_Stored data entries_
□ □ □ □ □

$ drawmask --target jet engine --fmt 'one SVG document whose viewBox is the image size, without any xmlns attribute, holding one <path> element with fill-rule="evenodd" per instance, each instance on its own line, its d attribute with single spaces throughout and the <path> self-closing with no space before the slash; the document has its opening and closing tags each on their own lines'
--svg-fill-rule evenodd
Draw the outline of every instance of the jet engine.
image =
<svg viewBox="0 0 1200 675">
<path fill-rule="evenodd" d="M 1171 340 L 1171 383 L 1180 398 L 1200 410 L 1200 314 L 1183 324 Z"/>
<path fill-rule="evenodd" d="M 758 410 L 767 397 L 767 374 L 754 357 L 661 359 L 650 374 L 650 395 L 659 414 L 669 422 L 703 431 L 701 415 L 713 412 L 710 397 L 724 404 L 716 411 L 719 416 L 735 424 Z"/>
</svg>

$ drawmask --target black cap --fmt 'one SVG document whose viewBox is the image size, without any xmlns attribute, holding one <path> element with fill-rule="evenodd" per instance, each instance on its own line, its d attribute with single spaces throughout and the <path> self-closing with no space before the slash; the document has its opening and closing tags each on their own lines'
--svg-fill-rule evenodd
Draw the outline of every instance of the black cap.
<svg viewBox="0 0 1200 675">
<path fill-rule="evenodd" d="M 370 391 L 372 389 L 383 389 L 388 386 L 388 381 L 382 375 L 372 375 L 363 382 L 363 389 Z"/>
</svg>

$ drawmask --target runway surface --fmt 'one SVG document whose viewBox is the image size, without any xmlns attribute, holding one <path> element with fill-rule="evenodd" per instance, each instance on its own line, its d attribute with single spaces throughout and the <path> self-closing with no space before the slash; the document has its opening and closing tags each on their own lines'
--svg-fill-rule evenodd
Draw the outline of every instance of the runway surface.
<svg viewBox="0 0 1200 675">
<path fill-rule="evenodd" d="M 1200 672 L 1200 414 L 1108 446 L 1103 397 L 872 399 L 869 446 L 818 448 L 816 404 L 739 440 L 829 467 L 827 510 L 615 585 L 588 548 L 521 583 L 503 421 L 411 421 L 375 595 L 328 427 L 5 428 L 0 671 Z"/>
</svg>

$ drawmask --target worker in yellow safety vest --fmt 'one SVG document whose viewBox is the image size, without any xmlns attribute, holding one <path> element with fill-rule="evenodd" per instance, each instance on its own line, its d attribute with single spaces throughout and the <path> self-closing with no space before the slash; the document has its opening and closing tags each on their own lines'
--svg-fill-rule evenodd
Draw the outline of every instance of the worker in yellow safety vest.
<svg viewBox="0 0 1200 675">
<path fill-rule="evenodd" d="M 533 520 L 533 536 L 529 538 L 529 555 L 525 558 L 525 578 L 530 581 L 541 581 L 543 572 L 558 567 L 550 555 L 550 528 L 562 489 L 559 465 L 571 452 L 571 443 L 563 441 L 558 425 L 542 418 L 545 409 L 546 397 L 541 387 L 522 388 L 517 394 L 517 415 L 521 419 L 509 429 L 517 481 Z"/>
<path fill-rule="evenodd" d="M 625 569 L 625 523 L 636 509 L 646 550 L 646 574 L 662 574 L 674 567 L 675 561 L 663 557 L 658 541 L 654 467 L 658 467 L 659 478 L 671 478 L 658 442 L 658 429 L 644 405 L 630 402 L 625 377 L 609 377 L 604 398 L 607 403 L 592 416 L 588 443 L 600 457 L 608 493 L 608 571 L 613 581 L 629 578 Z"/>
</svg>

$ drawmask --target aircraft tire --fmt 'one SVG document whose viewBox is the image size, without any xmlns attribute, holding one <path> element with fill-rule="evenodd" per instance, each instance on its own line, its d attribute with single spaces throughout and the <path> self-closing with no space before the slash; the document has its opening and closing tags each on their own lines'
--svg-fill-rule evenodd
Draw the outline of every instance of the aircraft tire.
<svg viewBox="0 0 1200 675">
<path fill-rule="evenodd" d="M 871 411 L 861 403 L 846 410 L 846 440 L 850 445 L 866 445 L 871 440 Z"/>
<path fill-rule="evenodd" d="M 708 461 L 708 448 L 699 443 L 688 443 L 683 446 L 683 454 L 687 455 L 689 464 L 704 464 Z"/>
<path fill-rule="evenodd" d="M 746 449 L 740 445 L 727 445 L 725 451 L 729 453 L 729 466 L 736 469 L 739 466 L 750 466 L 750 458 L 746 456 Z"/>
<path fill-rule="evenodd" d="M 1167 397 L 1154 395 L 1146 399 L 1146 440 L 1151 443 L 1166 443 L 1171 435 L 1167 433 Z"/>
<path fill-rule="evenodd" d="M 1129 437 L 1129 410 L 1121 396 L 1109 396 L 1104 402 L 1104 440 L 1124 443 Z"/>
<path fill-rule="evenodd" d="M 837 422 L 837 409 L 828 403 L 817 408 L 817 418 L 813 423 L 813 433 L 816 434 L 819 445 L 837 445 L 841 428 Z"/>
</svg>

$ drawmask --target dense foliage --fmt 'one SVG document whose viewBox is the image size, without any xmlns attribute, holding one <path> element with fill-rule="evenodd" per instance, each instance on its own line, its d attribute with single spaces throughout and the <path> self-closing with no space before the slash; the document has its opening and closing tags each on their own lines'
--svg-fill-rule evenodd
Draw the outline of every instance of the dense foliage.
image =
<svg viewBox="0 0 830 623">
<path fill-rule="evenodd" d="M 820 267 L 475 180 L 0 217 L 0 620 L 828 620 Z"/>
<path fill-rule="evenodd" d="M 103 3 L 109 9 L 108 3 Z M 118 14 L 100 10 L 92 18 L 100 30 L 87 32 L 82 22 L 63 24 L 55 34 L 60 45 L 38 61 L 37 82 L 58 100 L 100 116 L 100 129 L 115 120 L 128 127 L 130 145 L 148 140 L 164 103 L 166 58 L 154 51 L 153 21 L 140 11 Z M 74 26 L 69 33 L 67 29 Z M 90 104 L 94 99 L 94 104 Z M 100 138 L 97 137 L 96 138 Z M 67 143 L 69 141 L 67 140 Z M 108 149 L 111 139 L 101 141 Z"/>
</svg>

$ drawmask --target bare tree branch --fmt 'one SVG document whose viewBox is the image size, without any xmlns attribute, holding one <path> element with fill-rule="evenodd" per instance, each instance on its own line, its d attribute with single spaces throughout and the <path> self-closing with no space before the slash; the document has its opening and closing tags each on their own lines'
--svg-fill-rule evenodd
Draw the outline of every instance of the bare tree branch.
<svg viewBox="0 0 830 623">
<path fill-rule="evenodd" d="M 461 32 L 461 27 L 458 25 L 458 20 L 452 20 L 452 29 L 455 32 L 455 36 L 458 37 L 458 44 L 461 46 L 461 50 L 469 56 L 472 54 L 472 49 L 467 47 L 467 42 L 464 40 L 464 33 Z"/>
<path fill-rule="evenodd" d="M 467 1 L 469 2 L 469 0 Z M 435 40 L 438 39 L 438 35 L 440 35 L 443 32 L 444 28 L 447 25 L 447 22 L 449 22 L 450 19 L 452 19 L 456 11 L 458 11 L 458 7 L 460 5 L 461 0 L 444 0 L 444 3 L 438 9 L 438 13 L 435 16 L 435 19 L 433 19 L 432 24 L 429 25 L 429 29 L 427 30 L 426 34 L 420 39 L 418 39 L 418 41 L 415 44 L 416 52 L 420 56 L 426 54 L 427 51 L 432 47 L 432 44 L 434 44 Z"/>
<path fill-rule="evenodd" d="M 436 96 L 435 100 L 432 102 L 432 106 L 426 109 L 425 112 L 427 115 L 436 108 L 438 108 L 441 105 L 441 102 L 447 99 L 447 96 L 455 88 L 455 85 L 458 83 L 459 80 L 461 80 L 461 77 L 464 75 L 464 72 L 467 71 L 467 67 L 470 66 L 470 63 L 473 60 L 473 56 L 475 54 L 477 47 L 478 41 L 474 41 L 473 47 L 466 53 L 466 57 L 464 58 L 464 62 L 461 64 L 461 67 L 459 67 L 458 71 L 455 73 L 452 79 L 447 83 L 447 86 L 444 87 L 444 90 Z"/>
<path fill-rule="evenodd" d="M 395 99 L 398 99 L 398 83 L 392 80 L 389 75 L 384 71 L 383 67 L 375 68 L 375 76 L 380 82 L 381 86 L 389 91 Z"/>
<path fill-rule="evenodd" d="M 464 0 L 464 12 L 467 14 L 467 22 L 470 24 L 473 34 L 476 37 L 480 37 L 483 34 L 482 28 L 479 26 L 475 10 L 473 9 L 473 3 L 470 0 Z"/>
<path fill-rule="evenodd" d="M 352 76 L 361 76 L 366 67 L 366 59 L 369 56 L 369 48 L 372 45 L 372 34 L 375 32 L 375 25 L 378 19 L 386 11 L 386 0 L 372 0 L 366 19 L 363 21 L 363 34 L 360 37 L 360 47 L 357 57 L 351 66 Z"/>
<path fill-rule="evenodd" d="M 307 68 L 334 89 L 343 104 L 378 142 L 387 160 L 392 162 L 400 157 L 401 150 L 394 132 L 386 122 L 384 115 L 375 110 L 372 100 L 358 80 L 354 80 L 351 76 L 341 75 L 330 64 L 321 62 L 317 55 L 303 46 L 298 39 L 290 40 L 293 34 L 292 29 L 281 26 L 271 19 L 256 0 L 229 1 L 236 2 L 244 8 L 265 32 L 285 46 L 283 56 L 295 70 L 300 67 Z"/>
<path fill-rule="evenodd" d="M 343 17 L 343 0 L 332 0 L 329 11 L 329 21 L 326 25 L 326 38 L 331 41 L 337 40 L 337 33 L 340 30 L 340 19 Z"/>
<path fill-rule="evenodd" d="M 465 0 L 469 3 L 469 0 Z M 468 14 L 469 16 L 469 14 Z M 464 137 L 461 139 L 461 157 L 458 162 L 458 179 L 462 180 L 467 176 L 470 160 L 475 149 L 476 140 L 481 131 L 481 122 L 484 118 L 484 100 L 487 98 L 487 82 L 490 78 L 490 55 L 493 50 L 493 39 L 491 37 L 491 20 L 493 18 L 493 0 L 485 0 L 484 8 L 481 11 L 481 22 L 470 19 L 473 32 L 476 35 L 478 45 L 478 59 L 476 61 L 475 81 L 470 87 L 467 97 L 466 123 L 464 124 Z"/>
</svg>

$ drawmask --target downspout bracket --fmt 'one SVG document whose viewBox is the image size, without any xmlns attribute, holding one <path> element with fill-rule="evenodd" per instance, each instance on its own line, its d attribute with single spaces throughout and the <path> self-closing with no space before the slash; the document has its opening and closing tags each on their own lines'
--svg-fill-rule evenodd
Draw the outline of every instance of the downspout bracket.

□ □ □ □ □

_What is being asked_
If a line contains the word "downspout", it counts; say how many such lines there are in the data above, and nothing else.

_Problem solution_
2